There’s also the baroque Wurlitzer-like nursery rhyme of ‘Bend & Fall’, while – like her ‘autumnal hymnal’, ‘Lisa’ – ‘The Reaper’ is another fine example of a song containing a broody feel and providing a real slow-build, its strings grabbing me part-way in, taking us somewhere else I wasn’t expecting.

“Ha! Yeah, that’s my genius partner.”

Incidentally, of ‘Lisa’, we learn that it was one of the first, more fictional tracks written for the record, from the viewpoint of the sea, watching the protagonist pass by day after day, offering a metaphorical reflection on the natural world around us.

Dana adds, “We don’t realise we are surrounded by all this beauty; we’re shut up inside, rushing to get to work, buying books online without ever leaving home. It’s about focus, recognising what’s in front of you”.

Then there’s the closing song, the atmospheric ‘Knowing to Trust’. I don’t know if he’s on her radar, I ask, but I half-expected cult late Scottish poet Ivor Cutler’s voice to come in over the organ.

“Oh, that’s lovely! That would have been really beautiful. His voice is just … I don’t know a lot of his music, but I have a few songs that I really love of his.”

Maybe you should sample him next time.

“Yeah, definitely.”

### Directions
1/ Revise the interview excerpt from "Then there’s the" through "over the organ.", replacing "organ" with "piano".
2/ In the interview excerpt, from whose viewpoint is the song ‘Lisa’ written?

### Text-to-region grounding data
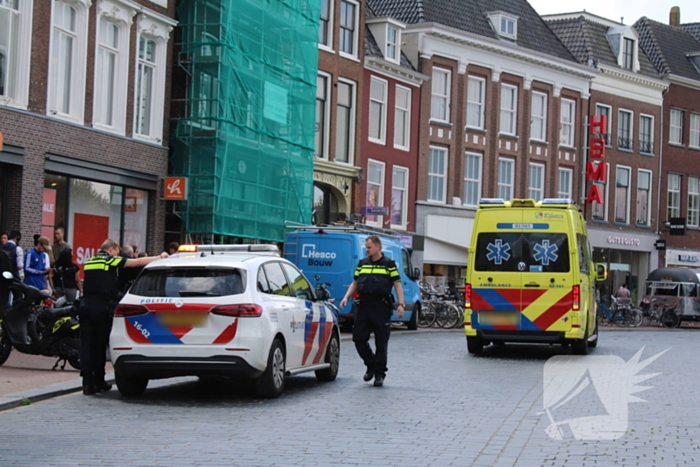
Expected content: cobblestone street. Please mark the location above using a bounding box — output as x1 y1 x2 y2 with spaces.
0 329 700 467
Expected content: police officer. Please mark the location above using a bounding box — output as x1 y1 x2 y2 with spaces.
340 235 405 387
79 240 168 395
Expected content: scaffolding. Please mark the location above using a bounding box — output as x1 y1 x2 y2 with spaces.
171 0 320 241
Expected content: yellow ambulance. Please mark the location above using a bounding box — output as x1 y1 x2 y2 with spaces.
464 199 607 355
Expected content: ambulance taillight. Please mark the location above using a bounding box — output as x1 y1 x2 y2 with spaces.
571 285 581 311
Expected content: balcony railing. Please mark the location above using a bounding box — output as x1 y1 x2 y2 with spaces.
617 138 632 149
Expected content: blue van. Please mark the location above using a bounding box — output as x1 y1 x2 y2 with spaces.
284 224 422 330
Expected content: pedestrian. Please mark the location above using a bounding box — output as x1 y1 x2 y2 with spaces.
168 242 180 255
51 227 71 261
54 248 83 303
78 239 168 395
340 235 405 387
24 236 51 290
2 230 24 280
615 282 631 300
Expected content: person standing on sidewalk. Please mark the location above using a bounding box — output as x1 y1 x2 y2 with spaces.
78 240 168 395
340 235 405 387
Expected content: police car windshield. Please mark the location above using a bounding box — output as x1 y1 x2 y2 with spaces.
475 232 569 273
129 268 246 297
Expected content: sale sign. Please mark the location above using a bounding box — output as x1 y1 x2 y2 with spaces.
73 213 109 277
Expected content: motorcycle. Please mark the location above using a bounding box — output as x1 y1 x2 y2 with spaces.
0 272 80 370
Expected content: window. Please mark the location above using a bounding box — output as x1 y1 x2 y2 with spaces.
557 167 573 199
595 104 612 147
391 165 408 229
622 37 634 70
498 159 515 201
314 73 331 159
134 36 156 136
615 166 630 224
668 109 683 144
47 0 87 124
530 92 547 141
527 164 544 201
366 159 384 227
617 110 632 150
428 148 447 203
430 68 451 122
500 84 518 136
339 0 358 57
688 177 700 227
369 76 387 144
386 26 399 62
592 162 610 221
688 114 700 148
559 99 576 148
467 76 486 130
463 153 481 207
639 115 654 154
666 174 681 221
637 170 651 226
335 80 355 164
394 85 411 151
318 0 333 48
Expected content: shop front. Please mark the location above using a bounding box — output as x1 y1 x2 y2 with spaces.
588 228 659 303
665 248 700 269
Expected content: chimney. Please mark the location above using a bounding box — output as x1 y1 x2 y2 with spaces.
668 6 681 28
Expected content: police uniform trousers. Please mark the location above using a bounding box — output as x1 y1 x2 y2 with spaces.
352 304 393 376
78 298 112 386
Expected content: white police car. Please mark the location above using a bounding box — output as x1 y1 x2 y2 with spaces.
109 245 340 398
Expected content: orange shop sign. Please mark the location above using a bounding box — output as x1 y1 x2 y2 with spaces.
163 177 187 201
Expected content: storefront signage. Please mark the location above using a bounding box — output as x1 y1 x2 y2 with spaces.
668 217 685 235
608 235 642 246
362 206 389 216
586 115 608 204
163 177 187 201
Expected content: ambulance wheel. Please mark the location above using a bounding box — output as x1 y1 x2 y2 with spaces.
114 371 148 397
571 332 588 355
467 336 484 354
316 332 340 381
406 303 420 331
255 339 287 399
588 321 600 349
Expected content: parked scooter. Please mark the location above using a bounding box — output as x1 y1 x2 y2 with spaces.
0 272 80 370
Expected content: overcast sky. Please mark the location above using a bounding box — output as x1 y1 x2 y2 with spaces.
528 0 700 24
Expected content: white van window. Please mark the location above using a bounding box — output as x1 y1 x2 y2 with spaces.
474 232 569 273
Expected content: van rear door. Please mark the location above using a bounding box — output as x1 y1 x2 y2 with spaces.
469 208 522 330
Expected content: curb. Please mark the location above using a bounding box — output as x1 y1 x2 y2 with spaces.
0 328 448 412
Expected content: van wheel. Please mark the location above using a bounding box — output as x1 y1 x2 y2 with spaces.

### Answers by item
1/
Then there’s the closing song, the atmospheric ‘Knowing to Trust’. I don’t know if he’s on her radar, I ask, but I half-expected cult late Scottish poet Ivor Cutler’s voice to come in over the piano.

2/ From the viewpoint of the sea.